Reading passage:
The same-sex marriage debate has been raging in Australia for over a decade, but the polemics have never been as furious as they are now. Supporters and opponents of same-sex marriage agree on at least one thing: the decision that voters make will have radical implications for Australian society and culture.
“No” voters — and, trigger warning, I'm a “no” voter — argue that fundamental religious liberties will come under threat if the definition of marriage is altered. “Yes” voters see a same-sex marriage as a vital step towards the elimination of social prejudice and hostility toward members of the LGBTIQ community.
While many “yes” voters lampoon the apocalyptic rhetoric of the “no” campaign, the reality is that some of more extreme proponents of same-sex marriage are mooting radical changes to federal anti-discrimination laws.
While truth-talk has almost entirely disappeared from discussion, I feel confident enough to make one truth claim, and it is this: we have lost the ability to meaningfully disagree in the marriage debate.
From a debate that was at least minimally civil, public discussion has descended into a vicious and sardonic ideological shouting-match. Opponents of same-sex marriage risk social ostracism for daring to express ambivalence towards the proposed changes. Same-sex marriage has gone from being a thought-bubble of fringe politics to what some commentators now label the “greatest civil rights challenge of our time.” Meanwhile, Alt-right political movements are attempting to harness minority dissent and use it to peddle hardline immigration and assimilation policies.
So, how on earth did we get here?
Some commentators attribute the collapse of discussion to divisive tactics of the LGBTIQ lobby and the “Christian Right.” LGBTIQ activists have selectively targeted high-profile supporters of traditional marriage and attempted to tarnish their professional reputation and community standing. While I feel that accusations of bigotry and prejudice levelled at the Christian Right are grossly exaggerated, the denizens of the Alt-Right are wont to mix traditionalist sentiment with ultimately prejudicial attitudes towards members of the LGBTIQ community. I'll concede at least that much.
Yet it would be naive to attribute the erosion of meaningful discourse to the use of standard political tactics. The problem with this debate runs far deeper than that.
While I'm no expert in discourse analysis, I've read the work of few scholars who are. And one who is particularly relevant to this debate is the philosopher Alasdair MacIntyre. In his influential treatise After Virtue, MacIntyre argued that the interminable character of modern moral discourse can be attributed to a handful of basic flaws in our approach to public moral debate.
First, MacIntyre argues that the normative concepts we use in ethical discussion are “conceptually incommensurable.” That is to say, the premises used in contemporary moral arguments are so radically different that “we possess no rational way of weighing the claims of one against another.”
In the context of the marriage debate, we only need to think of the competing appeals to “equality” versus“tradition.” Close analysis reveals an endless cycle of assertion and counter-assertion over whether “marital equality” is more important than “the sacredness of marriage.” The sad truth is that we can't even get to the question of whether our shared values lead us in one direction or another. Beyond the veneer of mere semantic similarities, the two conflicting viewpoints have no shared ethical vocabulary. Different utterances such as “love is love,” “marriage rights are human rights” and “every child deserves the right to a mother and a father” cannot be meaningfully weighed against each other.

Entries:
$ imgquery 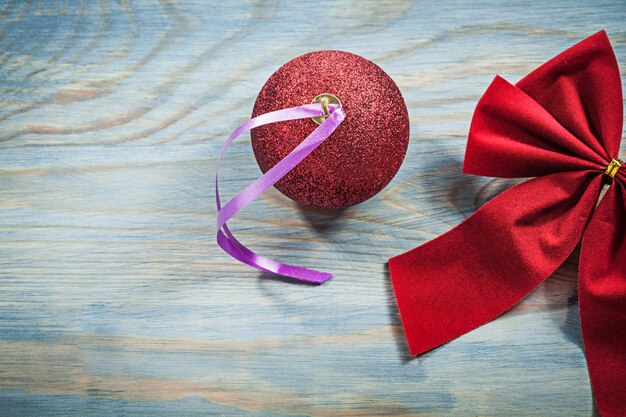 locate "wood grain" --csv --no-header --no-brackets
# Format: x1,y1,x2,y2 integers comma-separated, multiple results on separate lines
0,0,626,417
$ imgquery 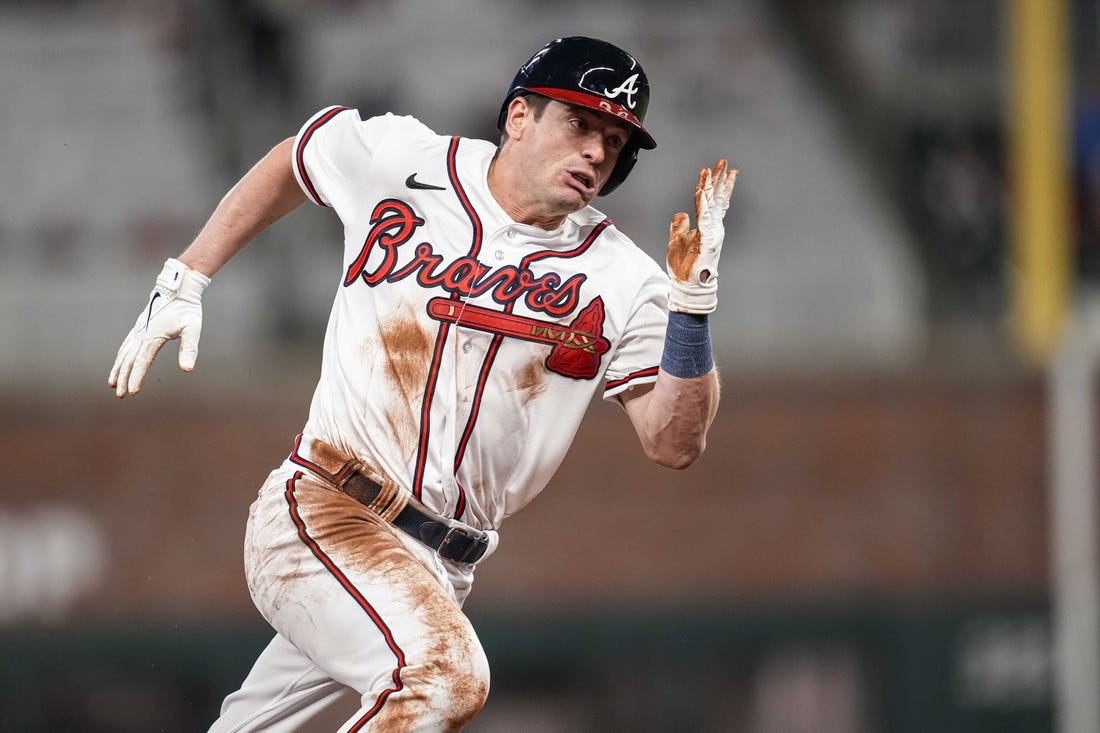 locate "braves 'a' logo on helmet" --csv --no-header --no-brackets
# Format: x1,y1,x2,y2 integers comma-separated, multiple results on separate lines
604,74,638,109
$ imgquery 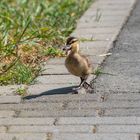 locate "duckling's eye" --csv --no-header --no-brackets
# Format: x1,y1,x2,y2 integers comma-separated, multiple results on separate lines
69,40,77,45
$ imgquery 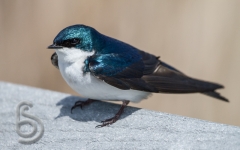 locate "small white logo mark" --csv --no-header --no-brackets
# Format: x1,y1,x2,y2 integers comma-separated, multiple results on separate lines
16,101,44,144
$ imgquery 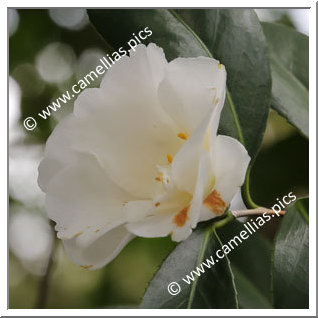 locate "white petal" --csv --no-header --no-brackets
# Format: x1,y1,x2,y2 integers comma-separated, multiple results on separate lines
214,135,251,204
159,56,226,135
41,45,183,199
126,213,174,237
200,135,250,221
171,151,210,242
46,153,135,244
172,100,223,194
124,200,155,222
63,226,134,270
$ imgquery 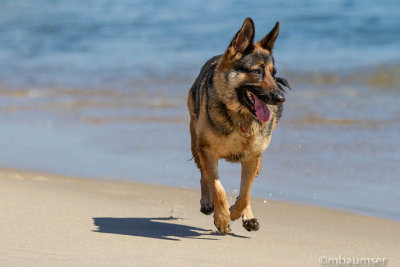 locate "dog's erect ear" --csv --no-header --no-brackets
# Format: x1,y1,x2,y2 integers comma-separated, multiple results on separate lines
227,18,255,57
258,21,279,52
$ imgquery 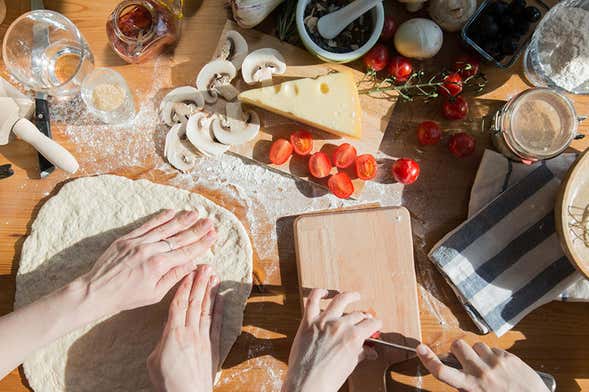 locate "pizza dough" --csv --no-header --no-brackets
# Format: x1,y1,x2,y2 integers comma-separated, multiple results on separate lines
15,175,252,392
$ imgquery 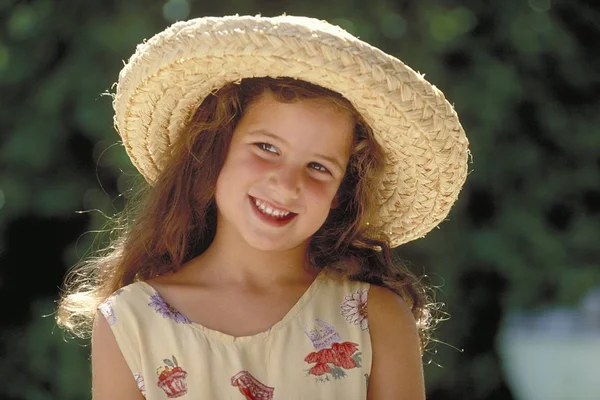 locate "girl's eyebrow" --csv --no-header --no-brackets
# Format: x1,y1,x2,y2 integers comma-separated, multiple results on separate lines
248,129,344,172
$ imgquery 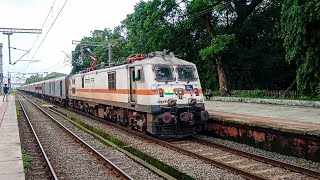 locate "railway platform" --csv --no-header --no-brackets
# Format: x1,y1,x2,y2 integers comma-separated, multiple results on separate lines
0,96,25,180
205,101,320,135
205,100,320,162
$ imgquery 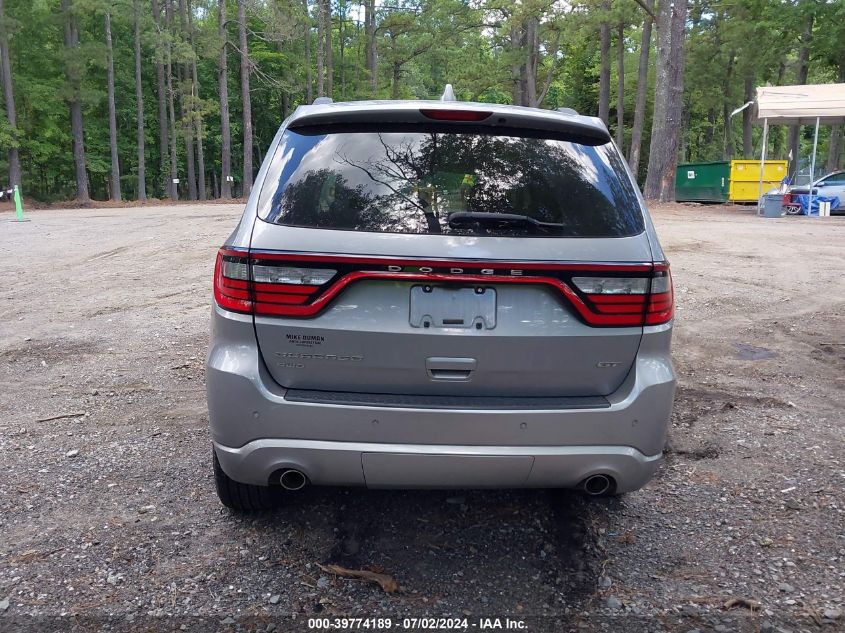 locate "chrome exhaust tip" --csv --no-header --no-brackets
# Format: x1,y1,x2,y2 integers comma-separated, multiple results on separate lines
279,469,308,490
581,475,615,497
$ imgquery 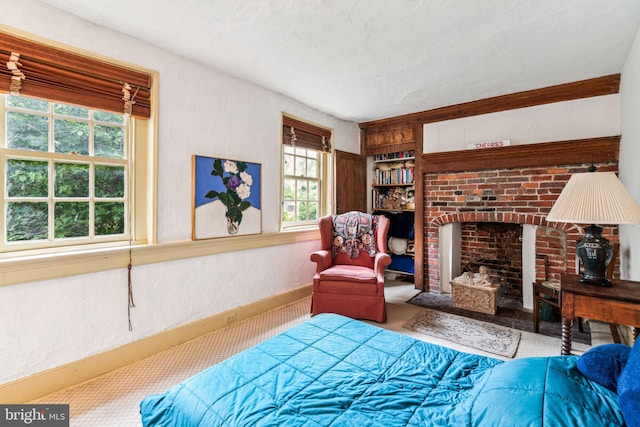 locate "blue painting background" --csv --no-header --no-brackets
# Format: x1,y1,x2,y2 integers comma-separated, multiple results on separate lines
194,156,262,209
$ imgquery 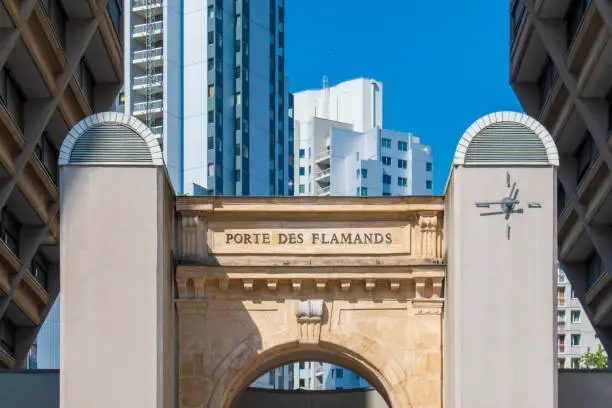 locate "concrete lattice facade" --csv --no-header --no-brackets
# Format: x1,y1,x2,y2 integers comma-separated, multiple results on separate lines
0,0,123,368
510,0,612,354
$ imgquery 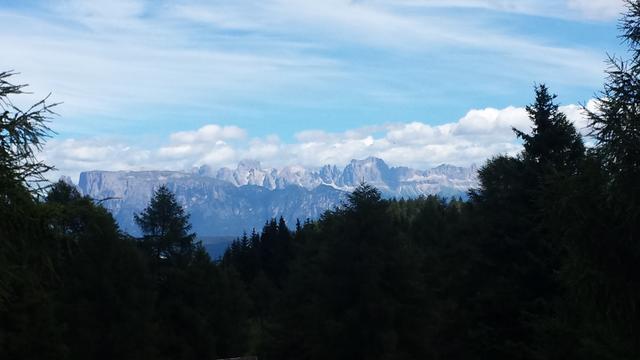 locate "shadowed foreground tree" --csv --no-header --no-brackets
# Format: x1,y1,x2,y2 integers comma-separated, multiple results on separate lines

To-do list:
A - In the essay on Australia's marriage debate, why can't slogans such as “love is love” and “every child deserves the right to a mother and a father” be meaningfully weighed against each other? Answer in one to three sentences.
B - Reproduce word for word the part of the essay on Australia's marriage debate starting with "In the context" and going on through "against each other.".
The material has no connection to the essay on Australia's marriage debate.

Results by task:
A - Beyond surface semantic similarities, the two opposing viewpoints have no shared ethical vocabulary. Drawing on MacIntyre, the essay says the premises behind these claims are conceptually incommensurable, so there is no rational way to weigh one against the other.

B -
In the context of the marriage debate, we only need to think of the competing appeals to “equality” versus“tradition.” Close analysis reveals an endless cycle of assertion and counter-assertion over whether “marital equality” is more important than “the sacredness of marriage.” The sad truth is that we can't even get to the question of whether our shared values lead us in one direction or another. Beyond the veneer of mere semantic similarities, the two conflicting viewpoints have no shared ethical vocabulary. Different utterances such as “love is love,” “marriage rights are human rights” and “every child deserves the right to a mother and a father” cannot be meaningfully weighed against each other.